PROBLEM DETAILS: Lay out the items as a Markdown table with the columns Row and Line, giving each line a row number and leaving out blank lines. Cover only the lines from the one containing "Where can the curved" through the end of the items.

Data entries:
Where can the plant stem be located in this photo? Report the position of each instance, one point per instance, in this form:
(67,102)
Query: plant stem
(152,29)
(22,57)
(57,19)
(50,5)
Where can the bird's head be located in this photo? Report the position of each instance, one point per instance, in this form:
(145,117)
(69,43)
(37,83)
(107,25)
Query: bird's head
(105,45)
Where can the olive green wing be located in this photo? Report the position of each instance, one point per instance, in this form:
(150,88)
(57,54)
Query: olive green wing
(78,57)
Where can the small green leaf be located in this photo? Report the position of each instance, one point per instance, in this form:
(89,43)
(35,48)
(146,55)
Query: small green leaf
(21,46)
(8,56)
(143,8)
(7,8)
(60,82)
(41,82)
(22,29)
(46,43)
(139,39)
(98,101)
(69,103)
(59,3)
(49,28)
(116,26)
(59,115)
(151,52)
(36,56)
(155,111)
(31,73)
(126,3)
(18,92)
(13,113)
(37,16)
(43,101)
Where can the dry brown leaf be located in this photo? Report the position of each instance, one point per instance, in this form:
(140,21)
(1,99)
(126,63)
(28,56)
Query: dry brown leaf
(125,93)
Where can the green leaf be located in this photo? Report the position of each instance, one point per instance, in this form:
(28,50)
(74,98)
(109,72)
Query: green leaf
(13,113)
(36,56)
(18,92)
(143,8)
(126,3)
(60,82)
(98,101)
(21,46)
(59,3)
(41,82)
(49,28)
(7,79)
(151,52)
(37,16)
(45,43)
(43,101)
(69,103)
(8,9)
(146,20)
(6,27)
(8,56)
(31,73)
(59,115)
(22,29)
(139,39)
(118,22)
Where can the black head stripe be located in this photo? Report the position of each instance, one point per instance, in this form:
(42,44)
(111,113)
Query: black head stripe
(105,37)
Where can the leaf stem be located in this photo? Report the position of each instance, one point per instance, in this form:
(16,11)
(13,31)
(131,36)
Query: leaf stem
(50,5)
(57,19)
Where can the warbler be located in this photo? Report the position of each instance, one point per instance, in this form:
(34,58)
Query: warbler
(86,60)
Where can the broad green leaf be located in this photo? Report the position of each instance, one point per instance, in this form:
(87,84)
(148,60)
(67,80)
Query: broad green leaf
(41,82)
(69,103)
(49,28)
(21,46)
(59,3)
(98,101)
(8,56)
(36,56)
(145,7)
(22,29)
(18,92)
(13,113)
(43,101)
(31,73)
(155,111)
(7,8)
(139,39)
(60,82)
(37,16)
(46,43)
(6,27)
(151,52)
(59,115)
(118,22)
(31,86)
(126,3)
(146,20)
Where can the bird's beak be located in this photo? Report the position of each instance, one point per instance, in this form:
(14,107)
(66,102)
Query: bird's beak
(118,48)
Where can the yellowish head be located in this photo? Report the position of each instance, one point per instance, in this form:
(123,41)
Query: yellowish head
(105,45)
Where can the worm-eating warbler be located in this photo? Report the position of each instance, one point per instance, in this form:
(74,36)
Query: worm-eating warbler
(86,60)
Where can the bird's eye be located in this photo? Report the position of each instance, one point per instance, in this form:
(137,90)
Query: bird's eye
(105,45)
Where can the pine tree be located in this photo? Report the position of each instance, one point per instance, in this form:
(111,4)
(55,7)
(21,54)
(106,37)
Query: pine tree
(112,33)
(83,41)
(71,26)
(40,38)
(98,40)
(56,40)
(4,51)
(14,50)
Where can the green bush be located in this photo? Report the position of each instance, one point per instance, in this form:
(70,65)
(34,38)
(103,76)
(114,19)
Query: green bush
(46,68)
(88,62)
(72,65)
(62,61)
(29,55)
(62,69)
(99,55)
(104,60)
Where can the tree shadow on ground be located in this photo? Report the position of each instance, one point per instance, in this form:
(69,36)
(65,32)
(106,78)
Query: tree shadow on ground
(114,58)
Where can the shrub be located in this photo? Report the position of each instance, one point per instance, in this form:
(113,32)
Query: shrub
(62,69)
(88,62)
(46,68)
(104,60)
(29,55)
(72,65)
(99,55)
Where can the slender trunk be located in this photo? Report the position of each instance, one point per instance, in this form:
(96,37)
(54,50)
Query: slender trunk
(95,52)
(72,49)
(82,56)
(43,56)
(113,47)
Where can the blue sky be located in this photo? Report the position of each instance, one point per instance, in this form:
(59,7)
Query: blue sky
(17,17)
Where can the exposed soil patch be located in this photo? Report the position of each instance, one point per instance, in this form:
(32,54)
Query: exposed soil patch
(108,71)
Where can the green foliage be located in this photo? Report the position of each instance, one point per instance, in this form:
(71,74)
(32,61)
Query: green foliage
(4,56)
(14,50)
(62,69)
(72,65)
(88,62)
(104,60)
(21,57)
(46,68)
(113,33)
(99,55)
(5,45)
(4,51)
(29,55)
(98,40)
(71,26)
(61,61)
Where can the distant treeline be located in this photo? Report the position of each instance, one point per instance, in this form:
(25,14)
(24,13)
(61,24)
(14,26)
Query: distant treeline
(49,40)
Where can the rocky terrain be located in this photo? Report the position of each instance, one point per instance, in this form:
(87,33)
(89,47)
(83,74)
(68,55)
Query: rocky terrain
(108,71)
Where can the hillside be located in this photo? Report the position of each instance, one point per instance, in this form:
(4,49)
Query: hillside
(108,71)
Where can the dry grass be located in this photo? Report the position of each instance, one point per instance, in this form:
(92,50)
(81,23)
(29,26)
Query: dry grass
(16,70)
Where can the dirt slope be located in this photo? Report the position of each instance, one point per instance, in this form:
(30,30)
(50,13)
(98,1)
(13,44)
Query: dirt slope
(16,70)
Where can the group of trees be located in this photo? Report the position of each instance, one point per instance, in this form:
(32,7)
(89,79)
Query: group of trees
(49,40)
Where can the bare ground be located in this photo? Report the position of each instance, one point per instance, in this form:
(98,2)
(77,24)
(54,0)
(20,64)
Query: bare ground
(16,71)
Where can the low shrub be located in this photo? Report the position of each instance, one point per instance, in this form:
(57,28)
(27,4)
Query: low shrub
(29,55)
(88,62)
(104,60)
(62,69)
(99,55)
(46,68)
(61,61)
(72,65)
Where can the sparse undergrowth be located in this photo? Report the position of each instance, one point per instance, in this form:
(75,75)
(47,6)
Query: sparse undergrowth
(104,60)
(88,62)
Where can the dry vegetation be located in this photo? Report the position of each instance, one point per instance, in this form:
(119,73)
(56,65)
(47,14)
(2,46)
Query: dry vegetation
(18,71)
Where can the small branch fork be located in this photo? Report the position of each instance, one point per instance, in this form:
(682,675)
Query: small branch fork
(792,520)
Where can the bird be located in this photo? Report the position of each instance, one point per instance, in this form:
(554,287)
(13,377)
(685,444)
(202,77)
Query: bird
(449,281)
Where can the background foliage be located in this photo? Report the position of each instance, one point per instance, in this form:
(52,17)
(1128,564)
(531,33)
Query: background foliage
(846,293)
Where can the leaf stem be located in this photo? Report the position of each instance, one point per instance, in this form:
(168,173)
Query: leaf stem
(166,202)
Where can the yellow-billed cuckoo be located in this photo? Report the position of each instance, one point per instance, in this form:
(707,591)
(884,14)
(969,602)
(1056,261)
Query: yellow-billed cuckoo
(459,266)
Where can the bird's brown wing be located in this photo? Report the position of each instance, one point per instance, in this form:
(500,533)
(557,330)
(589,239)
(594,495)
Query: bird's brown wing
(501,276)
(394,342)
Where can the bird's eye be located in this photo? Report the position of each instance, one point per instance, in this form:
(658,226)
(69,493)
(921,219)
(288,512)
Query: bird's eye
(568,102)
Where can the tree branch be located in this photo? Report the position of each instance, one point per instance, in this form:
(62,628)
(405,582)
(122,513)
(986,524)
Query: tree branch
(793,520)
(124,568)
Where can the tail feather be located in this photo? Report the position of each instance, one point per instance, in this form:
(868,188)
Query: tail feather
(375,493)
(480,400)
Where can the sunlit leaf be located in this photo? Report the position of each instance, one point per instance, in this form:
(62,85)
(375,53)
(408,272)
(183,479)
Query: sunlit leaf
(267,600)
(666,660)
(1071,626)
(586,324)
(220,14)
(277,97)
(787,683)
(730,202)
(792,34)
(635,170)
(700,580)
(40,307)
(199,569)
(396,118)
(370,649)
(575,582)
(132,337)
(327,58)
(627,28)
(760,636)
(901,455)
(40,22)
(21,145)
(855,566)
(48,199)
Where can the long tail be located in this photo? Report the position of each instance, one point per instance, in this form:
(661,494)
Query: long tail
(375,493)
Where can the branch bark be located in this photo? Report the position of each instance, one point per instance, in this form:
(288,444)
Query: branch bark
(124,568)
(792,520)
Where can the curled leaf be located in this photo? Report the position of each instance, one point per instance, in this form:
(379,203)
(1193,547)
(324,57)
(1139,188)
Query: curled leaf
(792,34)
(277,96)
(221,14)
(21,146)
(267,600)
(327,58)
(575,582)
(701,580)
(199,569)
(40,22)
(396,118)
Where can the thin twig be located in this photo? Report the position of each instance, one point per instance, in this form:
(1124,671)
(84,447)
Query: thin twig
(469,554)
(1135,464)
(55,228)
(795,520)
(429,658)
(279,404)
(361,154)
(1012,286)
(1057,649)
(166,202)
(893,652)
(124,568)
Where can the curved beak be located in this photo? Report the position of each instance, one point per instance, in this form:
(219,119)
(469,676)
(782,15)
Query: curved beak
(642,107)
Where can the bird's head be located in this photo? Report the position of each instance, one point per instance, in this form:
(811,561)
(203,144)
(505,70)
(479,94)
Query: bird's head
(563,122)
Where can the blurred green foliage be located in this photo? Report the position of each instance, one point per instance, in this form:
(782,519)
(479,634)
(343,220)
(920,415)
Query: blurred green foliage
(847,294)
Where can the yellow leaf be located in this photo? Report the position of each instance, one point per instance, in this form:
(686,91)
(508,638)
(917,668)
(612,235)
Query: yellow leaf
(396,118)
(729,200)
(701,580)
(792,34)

FULL ANSWER:
| Row | Line |
|---|---|
| 1 | Where can the curved beak be located in this photo? Report the position of each instance, one point per instance, in this form: |
| 2 | (219,119) |
| 3 | (469,676) |
| 4 | (782,15) |
| 5 | Query: curved beak |
| 6 | (642,107) |
| 7 | Where can the bird's head be located in this photo? Report the position of each instance, one point per instance, in this form: |
| 8 | (811,561) |
| 9 | (203,144) |
| 10 | (505,70) |
| 11 | (479,94) |
| 12 | Query: bird's head |
| 13 | (563,122) |
| 14 | Where can the blurred green foliage be located in this photo? Report the position of each instance, one point per instance, in this form: |
| 15 | (782,519) |
| 16 | (479,634) |
| 17 | (343,220) |
| 18 | (920,415) |
| 19 | Query: blurred green foliage |
| 20 | (847,294) |
| 21 | Where can the yellow leaf be located in this photo? Report the position of each instance, one point per instance, in this form: |
| 22 | (686,91) |
| 23 | (508,638) |
| 24 | (917,668) |
| 25 | (612,235) |
| 26 | Query: yellow leaf |
| 27 | (396,118) |
| 28 | (729,200) |
| 29 | (701,580) |
| 30 | (792,34) |